→ Exercise instructions:
Set down exactly the lines from the one containing "Target: chalice" through the last line of the records below, both included, and nothing else.

=-=-=

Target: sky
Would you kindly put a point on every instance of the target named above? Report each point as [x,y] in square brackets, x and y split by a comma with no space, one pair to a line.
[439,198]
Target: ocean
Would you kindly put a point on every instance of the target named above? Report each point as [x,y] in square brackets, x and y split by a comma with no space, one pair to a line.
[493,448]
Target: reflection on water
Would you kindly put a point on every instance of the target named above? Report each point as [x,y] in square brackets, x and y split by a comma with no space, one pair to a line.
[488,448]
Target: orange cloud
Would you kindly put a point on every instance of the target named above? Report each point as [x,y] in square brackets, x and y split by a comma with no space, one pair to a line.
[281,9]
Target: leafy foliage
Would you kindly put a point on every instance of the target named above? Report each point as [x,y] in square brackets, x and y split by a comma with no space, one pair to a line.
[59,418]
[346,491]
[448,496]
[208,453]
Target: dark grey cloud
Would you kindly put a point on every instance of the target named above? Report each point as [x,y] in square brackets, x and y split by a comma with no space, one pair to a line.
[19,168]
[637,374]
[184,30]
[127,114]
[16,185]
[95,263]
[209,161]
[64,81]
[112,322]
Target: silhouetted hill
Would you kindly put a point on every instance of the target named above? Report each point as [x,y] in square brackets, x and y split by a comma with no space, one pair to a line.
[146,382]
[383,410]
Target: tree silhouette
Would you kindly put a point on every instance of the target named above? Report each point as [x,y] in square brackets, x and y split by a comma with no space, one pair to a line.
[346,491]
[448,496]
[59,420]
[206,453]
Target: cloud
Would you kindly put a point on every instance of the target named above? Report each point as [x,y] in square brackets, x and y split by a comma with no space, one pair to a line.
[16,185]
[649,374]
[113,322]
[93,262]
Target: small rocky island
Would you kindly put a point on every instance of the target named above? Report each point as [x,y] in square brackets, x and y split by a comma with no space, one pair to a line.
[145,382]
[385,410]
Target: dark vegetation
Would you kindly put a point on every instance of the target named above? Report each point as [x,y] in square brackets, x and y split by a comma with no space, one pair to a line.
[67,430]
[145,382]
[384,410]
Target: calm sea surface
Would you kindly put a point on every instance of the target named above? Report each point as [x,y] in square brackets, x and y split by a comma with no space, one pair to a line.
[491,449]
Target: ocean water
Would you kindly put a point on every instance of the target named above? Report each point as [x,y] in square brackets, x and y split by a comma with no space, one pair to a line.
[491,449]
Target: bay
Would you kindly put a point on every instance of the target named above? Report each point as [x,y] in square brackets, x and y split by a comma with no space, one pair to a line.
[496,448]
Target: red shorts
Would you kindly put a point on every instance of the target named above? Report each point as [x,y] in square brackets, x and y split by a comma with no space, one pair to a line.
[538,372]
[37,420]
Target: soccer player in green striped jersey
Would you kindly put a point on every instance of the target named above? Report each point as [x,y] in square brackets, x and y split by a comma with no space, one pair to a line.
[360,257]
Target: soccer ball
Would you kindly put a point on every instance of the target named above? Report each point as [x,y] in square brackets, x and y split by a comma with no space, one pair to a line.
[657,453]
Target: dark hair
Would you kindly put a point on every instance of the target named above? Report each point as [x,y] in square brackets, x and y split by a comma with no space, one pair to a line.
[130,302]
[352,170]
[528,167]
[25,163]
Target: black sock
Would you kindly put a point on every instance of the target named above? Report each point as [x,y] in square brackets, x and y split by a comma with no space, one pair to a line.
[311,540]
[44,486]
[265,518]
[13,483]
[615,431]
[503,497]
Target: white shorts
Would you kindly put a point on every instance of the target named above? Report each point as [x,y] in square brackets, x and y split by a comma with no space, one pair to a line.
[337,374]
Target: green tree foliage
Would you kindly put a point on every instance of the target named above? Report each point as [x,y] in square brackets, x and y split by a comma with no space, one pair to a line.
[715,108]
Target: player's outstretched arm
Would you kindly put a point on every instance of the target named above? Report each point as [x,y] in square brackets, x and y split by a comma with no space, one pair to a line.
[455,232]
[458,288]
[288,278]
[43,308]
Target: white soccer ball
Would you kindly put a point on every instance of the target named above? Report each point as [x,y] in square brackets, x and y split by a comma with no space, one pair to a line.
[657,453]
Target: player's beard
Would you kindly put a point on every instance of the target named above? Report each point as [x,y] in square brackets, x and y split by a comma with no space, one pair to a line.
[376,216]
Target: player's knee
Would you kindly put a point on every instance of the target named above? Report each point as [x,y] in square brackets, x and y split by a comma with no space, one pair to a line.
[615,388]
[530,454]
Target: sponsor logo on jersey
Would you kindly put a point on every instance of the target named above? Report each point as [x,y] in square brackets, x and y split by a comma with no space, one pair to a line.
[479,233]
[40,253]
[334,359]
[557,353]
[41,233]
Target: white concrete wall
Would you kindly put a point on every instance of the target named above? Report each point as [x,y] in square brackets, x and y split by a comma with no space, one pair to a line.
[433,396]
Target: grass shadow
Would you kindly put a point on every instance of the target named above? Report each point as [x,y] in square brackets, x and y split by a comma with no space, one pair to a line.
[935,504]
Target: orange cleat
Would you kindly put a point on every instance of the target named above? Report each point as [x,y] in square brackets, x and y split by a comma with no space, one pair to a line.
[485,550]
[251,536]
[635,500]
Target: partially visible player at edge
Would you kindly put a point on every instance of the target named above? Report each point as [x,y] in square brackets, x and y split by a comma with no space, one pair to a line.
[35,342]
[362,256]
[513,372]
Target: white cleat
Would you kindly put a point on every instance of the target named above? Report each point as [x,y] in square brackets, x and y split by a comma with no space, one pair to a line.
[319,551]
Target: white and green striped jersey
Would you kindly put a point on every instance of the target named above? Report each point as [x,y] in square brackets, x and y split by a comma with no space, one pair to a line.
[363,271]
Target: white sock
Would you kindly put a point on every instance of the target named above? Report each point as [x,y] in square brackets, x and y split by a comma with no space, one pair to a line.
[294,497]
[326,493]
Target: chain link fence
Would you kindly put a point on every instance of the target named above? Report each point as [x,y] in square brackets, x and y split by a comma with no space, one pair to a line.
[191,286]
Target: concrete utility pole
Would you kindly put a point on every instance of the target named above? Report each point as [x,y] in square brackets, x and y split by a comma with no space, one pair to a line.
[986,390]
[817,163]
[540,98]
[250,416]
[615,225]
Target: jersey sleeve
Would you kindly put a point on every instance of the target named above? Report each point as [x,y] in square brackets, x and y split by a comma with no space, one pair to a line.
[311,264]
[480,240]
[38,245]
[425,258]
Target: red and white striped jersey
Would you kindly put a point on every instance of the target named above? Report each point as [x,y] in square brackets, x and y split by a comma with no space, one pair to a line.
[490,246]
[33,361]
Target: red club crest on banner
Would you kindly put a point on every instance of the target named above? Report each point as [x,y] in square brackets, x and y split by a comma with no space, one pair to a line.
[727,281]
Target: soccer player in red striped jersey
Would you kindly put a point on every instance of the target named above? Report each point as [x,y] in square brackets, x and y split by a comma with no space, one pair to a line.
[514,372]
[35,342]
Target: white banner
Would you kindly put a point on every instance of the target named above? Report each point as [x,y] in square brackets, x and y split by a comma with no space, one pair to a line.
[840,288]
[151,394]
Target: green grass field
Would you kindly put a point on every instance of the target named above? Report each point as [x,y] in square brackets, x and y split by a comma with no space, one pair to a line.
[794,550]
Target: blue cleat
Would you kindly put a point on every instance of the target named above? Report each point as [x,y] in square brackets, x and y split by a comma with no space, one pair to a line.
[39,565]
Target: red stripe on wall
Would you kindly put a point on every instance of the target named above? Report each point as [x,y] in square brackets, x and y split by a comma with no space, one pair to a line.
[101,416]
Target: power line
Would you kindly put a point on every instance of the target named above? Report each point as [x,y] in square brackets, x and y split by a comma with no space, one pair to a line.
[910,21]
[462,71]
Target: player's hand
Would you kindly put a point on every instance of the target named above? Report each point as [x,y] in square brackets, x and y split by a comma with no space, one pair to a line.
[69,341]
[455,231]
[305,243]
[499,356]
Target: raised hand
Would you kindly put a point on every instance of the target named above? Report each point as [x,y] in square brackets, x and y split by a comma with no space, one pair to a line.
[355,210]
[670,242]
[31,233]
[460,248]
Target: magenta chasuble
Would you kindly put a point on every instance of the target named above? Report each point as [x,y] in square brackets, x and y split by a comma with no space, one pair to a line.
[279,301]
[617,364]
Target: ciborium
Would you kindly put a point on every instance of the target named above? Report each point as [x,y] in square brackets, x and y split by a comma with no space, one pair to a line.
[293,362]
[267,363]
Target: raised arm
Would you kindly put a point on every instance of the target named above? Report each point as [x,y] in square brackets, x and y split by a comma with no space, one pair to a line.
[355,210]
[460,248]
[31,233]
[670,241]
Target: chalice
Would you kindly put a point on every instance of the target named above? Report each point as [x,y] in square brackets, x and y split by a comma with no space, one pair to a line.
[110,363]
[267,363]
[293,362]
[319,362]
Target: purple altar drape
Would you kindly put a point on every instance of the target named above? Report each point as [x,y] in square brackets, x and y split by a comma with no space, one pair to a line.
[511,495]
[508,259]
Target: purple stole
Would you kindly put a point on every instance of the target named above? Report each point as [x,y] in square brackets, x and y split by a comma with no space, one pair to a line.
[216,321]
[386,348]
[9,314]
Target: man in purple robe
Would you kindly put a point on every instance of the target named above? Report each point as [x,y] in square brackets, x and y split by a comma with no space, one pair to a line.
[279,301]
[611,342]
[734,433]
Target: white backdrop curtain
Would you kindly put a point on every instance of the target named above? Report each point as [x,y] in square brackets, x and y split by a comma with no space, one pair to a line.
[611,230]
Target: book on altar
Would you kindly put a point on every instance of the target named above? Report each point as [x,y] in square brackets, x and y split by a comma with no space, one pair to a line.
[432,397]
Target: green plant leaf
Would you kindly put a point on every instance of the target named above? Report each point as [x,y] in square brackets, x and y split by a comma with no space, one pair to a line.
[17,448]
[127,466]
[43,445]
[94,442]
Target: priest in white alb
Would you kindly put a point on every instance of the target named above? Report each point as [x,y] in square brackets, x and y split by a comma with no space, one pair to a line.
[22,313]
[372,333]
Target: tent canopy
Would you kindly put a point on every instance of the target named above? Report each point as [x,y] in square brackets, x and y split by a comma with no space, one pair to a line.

=-=-=

→ Output:
Target: chalice
Would you kindly put a point on every instance of the target named above? Report each point as [x,y] in square brackets, x and y split by a comma with no space, one pair to a line.
[110,363]
[267,363]
[293,362]
[319,362]
Target: purple altar drape
Would you kindly put a point on every instance of the target named above? Report each point as [x,y] in square brackets, x and y split by a comma with no space, one pair to a line.
[511,495]
[508,259]
Target: purple stole
Would you kindly put a point on every instance of the target named above? Report each point as [x,y] in square brackets, x and y split by a comma with no space, one pair to a line.
[216,321]
[386,348]
[9,314]
Target: man in purple robe
Would you kindly put a point on every instance of the target named above? Report each point as [x,y] in square brackets, x and y split by a comma with no space, one pair to a line.
[279,301]
[611,342]
[734,433]
Target: white backdrop curtain
Would you kindly put a point on every instance of the target named above? Report each point as [x,y] in square brackets, x and y split by a comma with no space, one pair to a line.
[611,230]
Target: book on altar
Would you kindly put a point on every instance of the target named above? Report each point as [x,y] in square brackets, x and y split by a comma with no space, one pair to a line.
[432,397]
Target: green plant leaf
Would you kindly put a point on every instance of the target named above? Report each point as [x,y] in square brackets, x and y split by a comma with no space, one pair to a line.
[17,448]
[127,466]
[43,445]
[94,442]
Target: priest in white alb
Would you kindly put a point on every instance of the target named above? Report each point as [x,y] in square brackets, x and y split by a comma with no space, one pair to a line.
[22,313]
[372,333]
Target: tent canopy
Would you kindly put a point on every instance of the target named above? Report each point as [x,y] in square brackets, x and y split by a comma with no space, one pair to a line.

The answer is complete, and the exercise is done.